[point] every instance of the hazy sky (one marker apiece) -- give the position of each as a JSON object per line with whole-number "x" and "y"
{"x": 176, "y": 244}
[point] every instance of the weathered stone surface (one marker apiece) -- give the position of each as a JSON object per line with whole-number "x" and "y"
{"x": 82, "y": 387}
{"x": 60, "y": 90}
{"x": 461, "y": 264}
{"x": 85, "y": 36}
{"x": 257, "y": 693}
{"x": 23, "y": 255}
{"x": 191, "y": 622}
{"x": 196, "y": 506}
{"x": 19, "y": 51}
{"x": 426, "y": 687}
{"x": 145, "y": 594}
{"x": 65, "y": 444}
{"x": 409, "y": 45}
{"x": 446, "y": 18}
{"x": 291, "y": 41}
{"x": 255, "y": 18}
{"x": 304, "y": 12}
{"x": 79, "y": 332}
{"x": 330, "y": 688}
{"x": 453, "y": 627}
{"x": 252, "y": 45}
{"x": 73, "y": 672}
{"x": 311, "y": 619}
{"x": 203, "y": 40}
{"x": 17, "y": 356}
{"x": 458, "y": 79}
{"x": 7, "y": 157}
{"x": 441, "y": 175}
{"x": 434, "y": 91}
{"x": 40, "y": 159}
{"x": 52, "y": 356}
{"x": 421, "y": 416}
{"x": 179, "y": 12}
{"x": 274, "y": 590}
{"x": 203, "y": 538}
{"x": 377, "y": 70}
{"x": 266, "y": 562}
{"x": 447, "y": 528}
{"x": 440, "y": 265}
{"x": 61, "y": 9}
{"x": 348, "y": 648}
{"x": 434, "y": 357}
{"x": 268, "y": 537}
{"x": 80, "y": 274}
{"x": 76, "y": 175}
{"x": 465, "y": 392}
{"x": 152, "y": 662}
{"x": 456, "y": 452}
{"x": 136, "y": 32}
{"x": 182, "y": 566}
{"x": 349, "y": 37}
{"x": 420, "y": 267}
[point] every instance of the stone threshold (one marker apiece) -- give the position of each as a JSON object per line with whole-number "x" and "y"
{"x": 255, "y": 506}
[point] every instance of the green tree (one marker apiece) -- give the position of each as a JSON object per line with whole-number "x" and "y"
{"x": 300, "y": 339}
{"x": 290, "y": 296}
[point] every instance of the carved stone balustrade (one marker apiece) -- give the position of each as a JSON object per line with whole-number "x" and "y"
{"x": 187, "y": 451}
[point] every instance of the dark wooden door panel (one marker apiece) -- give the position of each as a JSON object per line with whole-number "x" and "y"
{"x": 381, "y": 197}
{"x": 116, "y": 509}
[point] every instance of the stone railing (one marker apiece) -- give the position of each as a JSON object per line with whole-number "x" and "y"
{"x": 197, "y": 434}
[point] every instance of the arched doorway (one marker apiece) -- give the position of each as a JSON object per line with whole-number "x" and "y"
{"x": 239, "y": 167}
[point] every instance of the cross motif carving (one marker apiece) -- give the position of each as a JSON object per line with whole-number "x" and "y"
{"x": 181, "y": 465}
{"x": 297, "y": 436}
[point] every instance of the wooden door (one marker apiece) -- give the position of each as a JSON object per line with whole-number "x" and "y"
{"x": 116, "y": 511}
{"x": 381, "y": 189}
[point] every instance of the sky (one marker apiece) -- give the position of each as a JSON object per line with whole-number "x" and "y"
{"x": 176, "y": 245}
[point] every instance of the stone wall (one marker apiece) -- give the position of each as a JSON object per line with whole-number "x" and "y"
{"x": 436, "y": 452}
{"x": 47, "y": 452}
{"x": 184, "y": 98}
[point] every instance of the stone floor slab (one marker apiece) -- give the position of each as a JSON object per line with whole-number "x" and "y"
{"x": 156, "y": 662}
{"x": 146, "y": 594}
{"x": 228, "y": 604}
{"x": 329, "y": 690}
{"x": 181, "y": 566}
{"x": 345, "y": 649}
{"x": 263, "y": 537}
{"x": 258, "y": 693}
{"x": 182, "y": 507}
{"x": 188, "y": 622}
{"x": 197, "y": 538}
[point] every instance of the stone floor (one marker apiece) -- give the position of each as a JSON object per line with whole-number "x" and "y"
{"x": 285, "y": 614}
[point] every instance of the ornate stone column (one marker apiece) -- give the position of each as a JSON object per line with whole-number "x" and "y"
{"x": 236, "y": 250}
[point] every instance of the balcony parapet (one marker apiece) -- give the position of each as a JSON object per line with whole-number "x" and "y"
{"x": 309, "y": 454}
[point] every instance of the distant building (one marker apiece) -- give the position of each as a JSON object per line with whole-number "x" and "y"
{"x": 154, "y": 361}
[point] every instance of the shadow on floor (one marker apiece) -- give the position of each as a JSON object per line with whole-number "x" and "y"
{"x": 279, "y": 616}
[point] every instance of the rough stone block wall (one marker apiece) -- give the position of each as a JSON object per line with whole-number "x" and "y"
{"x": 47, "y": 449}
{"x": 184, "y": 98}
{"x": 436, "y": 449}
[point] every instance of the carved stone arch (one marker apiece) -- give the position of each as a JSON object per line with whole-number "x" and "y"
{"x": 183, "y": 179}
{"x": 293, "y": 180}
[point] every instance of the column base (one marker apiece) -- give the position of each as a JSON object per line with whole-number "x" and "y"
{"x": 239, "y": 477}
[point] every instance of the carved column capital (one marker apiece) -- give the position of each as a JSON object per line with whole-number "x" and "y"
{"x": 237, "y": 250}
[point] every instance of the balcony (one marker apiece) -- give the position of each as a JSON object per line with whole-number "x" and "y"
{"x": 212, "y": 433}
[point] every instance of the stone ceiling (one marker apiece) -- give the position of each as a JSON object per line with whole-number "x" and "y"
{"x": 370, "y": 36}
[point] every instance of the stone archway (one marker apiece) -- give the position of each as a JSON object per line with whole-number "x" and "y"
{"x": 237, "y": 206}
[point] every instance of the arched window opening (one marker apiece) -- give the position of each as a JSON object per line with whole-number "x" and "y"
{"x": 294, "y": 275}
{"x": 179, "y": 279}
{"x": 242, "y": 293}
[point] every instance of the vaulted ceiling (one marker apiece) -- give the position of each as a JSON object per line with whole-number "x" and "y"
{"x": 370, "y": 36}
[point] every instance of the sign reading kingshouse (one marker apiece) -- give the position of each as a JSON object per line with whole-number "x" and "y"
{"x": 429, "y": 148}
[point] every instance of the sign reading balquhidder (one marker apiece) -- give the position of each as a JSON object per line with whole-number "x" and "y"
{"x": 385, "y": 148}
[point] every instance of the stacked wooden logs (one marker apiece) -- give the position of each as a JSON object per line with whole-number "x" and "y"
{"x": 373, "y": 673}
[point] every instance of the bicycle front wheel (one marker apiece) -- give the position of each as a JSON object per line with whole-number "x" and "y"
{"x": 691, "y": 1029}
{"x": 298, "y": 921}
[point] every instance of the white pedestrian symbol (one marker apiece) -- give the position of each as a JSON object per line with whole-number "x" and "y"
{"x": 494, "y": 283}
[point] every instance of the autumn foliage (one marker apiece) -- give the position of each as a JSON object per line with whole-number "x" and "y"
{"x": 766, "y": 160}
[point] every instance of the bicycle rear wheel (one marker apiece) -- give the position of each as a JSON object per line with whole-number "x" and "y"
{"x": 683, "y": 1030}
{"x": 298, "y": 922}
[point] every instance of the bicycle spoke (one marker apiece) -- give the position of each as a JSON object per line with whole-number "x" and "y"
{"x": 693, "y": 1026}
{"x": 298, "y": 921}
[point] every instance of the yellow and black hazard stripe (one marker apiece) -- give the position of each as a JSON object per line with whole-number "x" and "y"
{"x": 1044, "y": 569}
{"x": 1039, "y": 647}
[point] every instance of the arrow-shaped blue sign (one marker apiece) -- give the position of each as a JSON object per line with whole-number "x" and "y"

═══

What is being asked: All of the entries above need to be output again exactly.

Task response:
[point] every instance of the hazy sky (one marker apiece) -- give the position of each as a JSON object per line with whole-number "x" and "y"
{"x": 176, "y": 244}
[point] every instance of the weathered stone surface (one marker apiece) -- give the position of each as a JSON object per line with whole-number "x" and "y"
{"x": 82, "y": 387}
{"x": 60, "y": 90}
{"x": 461, "y": 264}
{"x": 85, "y": 36}
{"x": 257, "y": 693}
{"x": 23, "y": 255}
{"x": 191, "y": 622}
{"x": 196, "y": 506}
{"x": 19, "y": 51}
{"x": 426, "y": 687}
{"x": 145, "y": 594}
{"x": 65, "y": 444}
{"x": 409, "y": 45}
{"x": 446, "y": 18}
{"x": 291, "y": 41}
{"x": 255, "y": 18}
{"x": 304, "y": 12}
{"x": 79, "y": 332}
{"x": 330, "y": 688}
{"x": 453, "y": 627}
{"x": 252, "y": 45}
{"x": 73, "y": 672}
{"x": 311, "y": 619}
{"x": 203, "y": 40}
{"x": 17, "y": 356}
{"x": 458, "y": 79}
{"x": 7, "y": 157}
{"x": 441, "y": 175}
{"x": 434, "y": 91}
{"x": 40, "y": 159}
{"x": 52, "y": 356}
{"x": 421, "y": 416}
{"x": 179, "y": 12}
{"x": 274, "y": 590}
{"x": 203, "y": 538}
{"x": 377, "y": 70}
{"x": 266, "y": 562}
{"x": 447, "y": 528}
{"x": 440, "y": 265}
{"x": 61, "y": 9}
{"x": 348, "y": 648}
{"x": 434, "y": 357}
{"x": 268, "y": 537}
{"x": 80, "y": 274}
{"x": 76, "y": 175}
{"x": 465, "y": 392}
{"x": 152, "y": 662}
{"x": 456, "y": 452}
{"x": 136, "y": 32}
{"x": 182, "y": 566}
{"x": 349, "y": 37}
{"x": 420, "y": 267}
[point] every instance of the stone threshold (one marker apiece) -- give the position of each as a JSON object per line with whole-number "x" and "y"
{"x": 255, "y": 506}
[point] every instance of the green tree (one marker apiece) -- give the position of each as a JSON object per line with whole-number "x" and "y"
{"x": 300, "y": 339}
{"x": 290, "y": 296}
[point] every instance of the carved stone balustrade (one marker apiece) -- give the position of each as a JSON object per line with whole-number "x" and "y"
{"x": 187, "y": 451}
[point] every instance of the dark wooden door panel (one marker apiece) -- give the position of each as a JSON object per line with whole-number "x" and "y"
{"x": 381, "y": 197}
{"x": 116, "y": 509}
[point] every instance of the stone railing (one marker apiece) -- give the position of each as a JSON object per line with whole-number "x" and "y"
{"x": 197, "y": 434}
[point] every instance of the arched doorway (one marker apiece) -- give the position of each as a JSON object per line with whole-number "x" and "y"
{"x": 239, "y": 167}
[point] every instance of the cross motif carving (one marker apiece) -- give the position of each as a JSON object per line with whole-number "x" and "y"
{"x": 181, "y": 465}
{"x": 297, "y": 436}
[point] every instance of the wooden door (one marker apiece) -- give the position of each as a JSON object per line with whole-number "x" and "y"
{"x": 116, "y": 511}
{"x": 381, "y": 189}
[point] every instance of the sky (one marker apiece) -- give the position of each as a JSON object per line with whole-number "x" and "y"
{"x": 176, "y": 245}
[point] every instance of the stone wall (one marker apiece) -- give the position of each as a JSON object per line with whole-number "x" and "y"
{"x": 436, "y": 452}
{"x": 47, "y": 452}
{"x": 184, "y": 98}
[point] every instance of the stone floor slab (one marker apiece) -- give the position of each as a JSON object per line with whole-number "x" and "y"
{"x": 156, "y": 662}
{"x": 146, "y": 594}
{"x": 228, "y": 604}
{"x": 329, "y": 690}
{"x": 181, "y": 566}
{"x": 345, "y": 649}
{"x": 263, "y": 537}
{"x": 258, "y": 693}
{"x": 182, "y": 507}
{"x": 188, "y": 622}
{"x": 197, "y": 538}
[point] every instance of the stone floor (one marker apiece) -- give the position of each as a JSON object per line with whole-number "x" and "y"
{"x": 285, "y": 614}
[point] every instance of the ornate stone column (one marker apiece) -- give the position of each as a JSON object per line with whole-number "x" and "y"
{"x": 236, "y": 250}
[point] every instance of the balcony parapet (one marker apiece) -- give the position of each as a JSON object per line with whole-number "x" and "y"
{"x": 309, "y": 454}
[point] every instance of the distant building (one marker apiece) -- give the position of each as a JSON object per line with whole-number "x" and "y"
{"x": 154, "y": 361}
[point] every instance of the shadow on floor (one marker apiece) -- give the position of each as a JSON object per line with whole-number "x" and "y"
{"x": 279, "y": 616}
[point] every instance of the rough stone block wall (one marker apiece) -- give the position of each as a JSON object per line with whole-number "x" and "y"
{"x": 47, "y": 449}
{"x": 184, "y": 98}
{"x": 436, "y": 449}
[point] every instance of the carved stone arch (one marker apiece) -- give the position of each as a JSON object per line with whole-number "x" and "y"
{"x": 183, "y": 179}
{"x": 293, "y": 180}
[point] every instance of the column base (one marker apiece) -- give the position of each as a JSON object per line with whole-number "x" and "y"
{"x": 239, "y": 477}
[point] every instance of the carved column capital (one marker apiece) -- give the position of each as a JSON object per line with whole-number "x" and "y"
{"x": 237, "y": 250}
[point] every instance of the balcony (one marker apiece) -- give the position of each as a JSON object per line with whole-number "x" and "y"
{"x": 212, "y": 433}
[point] every instance of the stone ceiling (one marker apiece) -- give the position of each as a JSON object per line with whole-number "x" and "y"
{"x": 370, "y": 36}
[point] every instance of the stone archway (one marker apiece) -- give the position of each as a JSON object per line with whole-number "x" and "y"
{"x": 237, "y": 206}
[point] every instance of the arched window opening (one marker apiece) -- give the position of each as a JSON object per line with whole-number "x" and "y"
{"x": 294, "y": 275}
{"x": 179, "y": 279}
{"x": 242, "y": 293}
[point] every instance of the vaulted ceiling (one marker apiece) -- give the position of each as a JSON object per line with whole-number "x" and "y"
{"x": 370, "y": 36}
[point] every instance of the sign reading kingshouse (one marker apiece) -- give the position of each as a JSON object per line with whole-number "x" and "y"
{"x": 429, "y": 148}
[point] every instance of the sign reading balquhidder (one marker apiece) -- give the position of each as a JSON object per line with whole-number "x" and "y"
{"x": 385, "y": 148}
[point] every instance of the stacked wooden logs (one marker apiece) -- give the position of each as a JSON object per line with whole-number "x" and "y"
{"x": 373, "y": 673}
[point] every instance of the bicycle front wheel (one marker apiece) -- give the position of each as a JSON object per line with whole-number "x" and "y"
{"x": 691, "y": 1029}
{"x": 298, "y": 921}
[point] every instance of the white pedestrian symbol (one marker apiece) -- give the position of each as a JSON object per line with whole-number "x" and "y"
{"x": 494, "y": 283}
[point] every instance of the autumn foliage (one marker apiece) -- give the position of each as a JSON object per line with whole-number "x" and "y"
{"x": 766, "y": 160}
[point] every instance of the bicycle rear wheel (one marker apiece) -- give the position of each as a JSON object per line with whole-number "x" and "y"
{"x": 683, "y": 1030}
{"x": 298, "y": 922}
[point] every instance of the bicycle spoke (one marker apiece) -- give the position of each as a JSON object per line with whole-number "x" and "y"
{"x": 693, "y": 1026}
{"x": 298, "y": 921}
[point] every instance of the yellow and black hazard stripe (one marker apiece) -- give the position of each as a JSON object per line with whole-number "x" and "y"
{"x": 1044, "y": 569}
{"x": 1039, "y": 647}
[point] every instance of the arrow-shaped blue sign (one marker apiece) -- give the position of each as a JSON object per line with whole-number "x" and "y"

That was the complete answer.